### COMPLETE THE FOLLOWING
**1.** According to the left-align bug thread, what does the small patch have the TLM add, and for what purpose?
**2.** Continue the left-align bug thread from its last line.

Re: DO NOT REPLY [Bug 41019] - Left-align oddness with long, unbreakable strings following

2006-12-12 Thread Luca Furini

Vincent Hennebert wrote:


I'd have to think more about it, but:
- perhaps the compareNodes method should compare the line/page numbers
  for each node rather than the index in the Knuth sequence. Or some
  mixing of the two.


The index can tell us which node allows to lay out more content, the line 
number ... I am not able to see it as a very informative measure ...



- if you restart using the last deactivated node you are sure that
  immediately after that you'll have to restart using the last
  too-short/too-long node, because no feasible break will be found
  (otherwise the list of active nodes wouldn't have been emptied).


Yes, but I think we have a significant difference: in the first case we 
will have N good lines, a bad line and maybe some other good lines; in the 
second we have N-1 good lines, a quite-bad one (either too long or too 
short), then a bad one and finally some good ones.


I've preparared a very small patch fixing a couple of things:
- the TLM add a zero-width infinite-value penalty to forbid breaks at the
  glue elements used for left/right aligned text (I'm going to check if a
  similar fix is needed elsewhere in the code)

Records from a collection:
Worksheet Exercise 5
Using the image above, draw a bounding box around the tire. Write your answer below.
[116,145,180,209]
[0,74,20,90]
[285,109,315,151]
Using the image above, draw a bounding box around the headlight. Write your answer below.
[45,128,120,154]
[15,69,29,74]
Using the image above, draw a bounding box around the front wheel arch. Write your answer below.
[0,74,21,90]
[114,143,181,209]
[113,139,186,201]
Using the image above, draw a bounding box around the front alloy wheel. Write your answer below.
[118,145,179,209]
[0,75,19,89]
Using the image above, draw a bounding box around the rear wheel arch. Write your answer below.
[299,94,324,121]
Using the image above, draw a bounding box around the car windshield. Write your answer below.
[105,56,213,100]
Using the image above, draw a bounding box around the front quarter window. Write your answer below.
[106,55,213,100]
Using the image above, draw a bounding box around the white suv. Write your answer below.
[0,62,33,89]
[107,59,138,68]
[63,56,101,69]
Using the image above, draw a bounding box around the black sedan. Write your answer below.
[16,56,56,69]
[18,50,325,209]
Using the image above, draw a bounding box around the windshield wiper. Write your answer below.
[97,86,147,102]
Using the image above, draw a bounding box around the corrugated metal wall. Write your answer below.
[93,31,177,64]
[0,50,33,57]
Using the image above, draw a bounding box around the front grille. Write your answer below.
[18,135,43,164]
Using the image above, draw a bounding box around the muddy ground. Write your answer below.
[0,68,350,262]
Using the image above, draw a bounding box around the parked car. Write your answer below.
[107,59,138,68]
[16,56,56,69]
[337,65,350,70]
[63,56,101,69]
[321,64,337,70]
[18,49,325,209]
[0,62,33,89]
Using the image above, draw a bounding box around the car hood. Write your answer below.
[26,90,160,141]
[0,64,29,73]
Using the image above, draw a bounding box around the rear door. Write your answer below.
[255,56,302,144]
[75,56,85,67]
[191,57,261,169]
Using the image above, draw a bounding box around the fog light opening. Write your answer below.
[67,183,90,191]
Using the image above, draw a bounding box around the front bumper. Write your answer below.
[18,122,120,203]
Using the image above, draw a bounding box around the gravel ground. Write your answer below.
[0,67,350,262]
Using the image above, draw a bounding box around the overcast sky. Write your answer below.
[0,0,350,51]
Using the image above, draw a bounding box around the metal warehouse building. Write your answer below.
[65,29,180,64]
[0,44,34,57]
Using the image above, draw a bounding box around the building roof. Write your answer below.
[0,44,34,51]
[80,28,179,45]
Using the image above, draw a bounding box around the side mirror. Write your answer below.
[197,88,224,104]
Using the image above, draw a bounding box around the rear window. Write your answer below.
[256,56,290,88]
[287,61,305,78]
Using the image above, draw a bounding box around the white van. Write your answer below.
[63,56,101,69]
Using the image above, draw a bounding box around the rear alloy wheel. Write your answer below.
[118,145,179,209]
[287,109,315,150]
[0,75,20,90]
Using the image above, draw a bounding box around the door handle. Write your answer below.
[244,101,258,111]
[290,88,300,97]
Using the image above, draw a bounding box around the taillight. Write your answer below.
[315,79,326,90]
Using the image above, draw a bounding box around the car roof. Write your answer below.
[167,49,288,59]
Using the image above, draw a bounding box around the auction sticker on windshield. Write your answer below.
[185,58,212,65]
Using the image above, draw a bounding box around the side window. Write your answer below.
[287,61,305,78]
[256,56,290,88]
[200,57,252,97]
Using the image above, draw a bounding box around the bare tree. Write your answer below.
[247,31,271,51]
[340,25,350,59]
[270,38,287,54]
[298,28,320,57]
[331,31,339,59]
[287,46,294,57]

### RESPONSES PER TASK
**1.** A zero-width infinite-value penalty that forbids breaks at the glue elements used for left/right aligned text.

**2.**
- the BreakingAlgorithm uses (if possible) lastDeactivated instead of
  either lastTooShort or lastTooLong.

The patch is just a dozen of lines long, and it was easy to apply it to 
the float branch.


How should I proceed? Apply it to both trunk and branch? Only to the 
branch?


I'm also going to mark bug 41121 as a duplicate of 41109, as the problem 
is exactly the same: the algorithm restarts from a very bad break instead 
of a good one (in that case, after the first word).


Regards
Luca


Re: DO NOT REPLY [Bug 41019] - Left-align oddness with long, unbreakable strings following

2006-12-06 Thread Vincent Hennebert
Hi Luca,

Luca Furini a écrit :
snip/
 1) TextLM breaks the text even when a / or a - is found, handling
 them as hyphenation points with the usual sequence of glue + penalty +
 glue elements.
 
 The LineLM tries, in the first instance, to avoid using hyphenation
 points, so the penalty is not taken into account. But this has the side
 effect of using the first glue element as a feasible break (if the
 penalty were a feasible break too, it would surely be a better one, such
 avoiding the glue to be effectively chosen).

I don't follow you: IIUC the glue-penalty-glue triplet is generated only
the second time, when the first breaking doesn't give acceptable
results? What do you mean by the penalty is not taken into account?

Also, I don't see why the penalty would be preferred over the glue, as
it has a positive penalty value.


 This is probably the smaller of the problems, and can be solved just
 adding an infinite penalty before the first glue element. But maybe we

This seems to be a good idea, anyway.


 want to prevent this breaking to happen, as we can now use
 zero-width-spaces to explicitly insert breaking positions?

Good point. I'd say yes for '/'. This would add a burden to the user who
would have to modify the FO generation step to add ZWSP for URLs or
filenames; but we must also take into account cases where the user does
/not/ want the word to be split at '/' characters.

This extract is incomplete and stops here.